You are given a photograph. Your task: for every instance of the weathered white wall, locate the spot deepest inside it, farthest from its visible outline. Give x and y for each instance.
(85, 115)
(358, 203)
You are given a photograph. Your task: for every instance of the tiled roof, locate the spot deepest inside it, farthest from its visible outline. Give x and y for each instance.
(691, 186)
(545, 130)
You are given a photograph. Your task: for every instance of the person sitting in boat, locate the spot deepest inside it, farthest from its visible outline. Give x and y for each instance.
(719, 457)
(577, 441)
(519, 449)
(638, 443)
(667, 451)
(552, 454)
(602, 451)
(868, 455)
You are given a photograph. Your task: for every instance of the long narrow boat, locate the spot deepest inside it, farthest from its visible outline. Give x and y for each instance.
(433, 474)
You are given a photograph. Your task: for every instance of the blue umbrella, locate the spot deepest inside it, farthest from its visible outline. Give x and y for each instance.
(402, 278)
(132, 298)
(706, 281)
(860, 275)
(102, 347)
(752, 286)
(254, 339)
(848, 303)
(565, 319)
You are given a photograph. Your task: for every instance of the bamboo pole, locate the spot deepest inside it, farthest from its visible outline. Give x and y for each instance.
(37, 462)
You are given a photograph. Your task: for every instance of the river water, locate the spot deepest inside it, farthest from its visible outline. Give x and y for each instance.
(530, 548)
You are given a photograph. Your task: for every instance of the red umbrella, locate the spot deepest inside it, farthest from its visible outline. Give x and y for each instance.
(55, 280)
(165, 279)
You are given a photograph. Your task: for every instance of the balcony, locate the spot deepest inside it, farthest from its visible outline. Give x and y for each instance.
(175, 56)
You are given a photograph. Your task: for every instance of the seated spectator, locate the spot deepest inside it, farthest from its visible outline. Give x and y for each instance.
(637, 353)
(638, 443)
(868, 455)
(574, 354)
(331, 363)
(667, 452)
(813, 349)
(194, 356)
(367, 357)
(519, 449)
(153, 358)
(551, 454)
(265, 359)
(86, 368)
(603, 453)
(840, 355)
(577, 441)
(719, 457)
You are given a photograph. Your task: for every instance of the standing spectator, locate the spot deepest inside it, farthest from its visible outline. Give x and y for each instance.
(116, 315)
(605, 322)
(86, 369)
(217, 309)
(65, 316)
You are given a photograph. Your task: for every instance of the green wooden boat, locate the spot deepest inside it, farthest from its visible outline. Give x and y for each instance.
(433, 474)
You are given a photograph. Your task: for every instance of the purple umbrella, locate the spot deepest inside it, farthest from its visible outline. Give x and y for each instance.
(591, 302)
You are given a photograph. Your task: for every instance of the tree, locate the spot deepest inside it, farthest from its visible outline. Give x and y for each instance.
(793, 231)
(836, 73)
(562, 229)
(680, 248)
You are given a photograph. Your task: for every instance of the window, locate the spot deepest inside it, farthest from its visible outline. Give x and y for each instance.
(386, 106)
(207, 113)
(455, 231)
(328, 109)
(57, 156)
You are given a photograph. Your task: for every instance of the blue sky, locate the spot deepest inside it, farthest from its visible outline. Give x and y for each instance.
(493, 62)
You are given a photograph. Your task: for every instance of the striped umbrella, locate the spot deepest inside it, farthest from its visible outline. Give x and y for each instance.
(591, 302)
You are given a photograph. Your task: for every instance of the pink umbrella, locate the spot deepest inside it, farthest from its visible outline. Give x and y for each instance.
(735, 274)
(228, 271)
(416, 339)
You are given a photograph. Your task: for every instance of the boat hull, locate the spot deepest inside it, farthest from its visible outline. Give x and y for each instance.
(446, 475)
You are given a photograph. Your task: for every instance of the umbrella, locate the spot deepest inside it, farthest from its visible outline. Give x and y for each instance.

▸ What is required
Copy the lines above word for word, starting at the line that contains "the tree, locate" and ending with the last line.

▸ Response to this exercise
You are given a photograph. Your task: for every instance of the tree, locate the spot deepest inside it, farthest from its visible outline. Give x and y for each instance.
(793, 231)
(836, 73)
(562, 229)
(680, 248)
You are given a photograph. Your task: for every instance of the window, locate the spot deepest inside it, farthest from its visible outline. Give x and y for each instance.
(386, 106)
(207, 113)
(455, 231)
(328, 109)
(57, 156)
You are given a photograph. Your task: for every instance of the blue sky, locate the spot deepest inside it, farthest from its visible outline. Give x and y for each instance.
(493, 62)
You are given a photograph. Your task: for every instance of the striped umbrella, locate the spot deepest inside it, farthest from its visible outline. Give x and y for each instance.
(591, 302)
You are given a photograph. Your task: for every instance of the pink umbrella, locate the spot deepest inside it, farthest from its visible outline. Give x and y for each instance.
(735, 274)
(228, 271)
(416, 339)
You are given a photograph. Your task: for every instance of the boat hull, locate the spot deepest inside it, farthest from its visible outline. Give x and y for each instance.
(446, 475)
You are given a photograph. Your task: for every instance of the umbrella, locate the spot deepest inside it, farthest from its visible outline. Give x and y for each instance.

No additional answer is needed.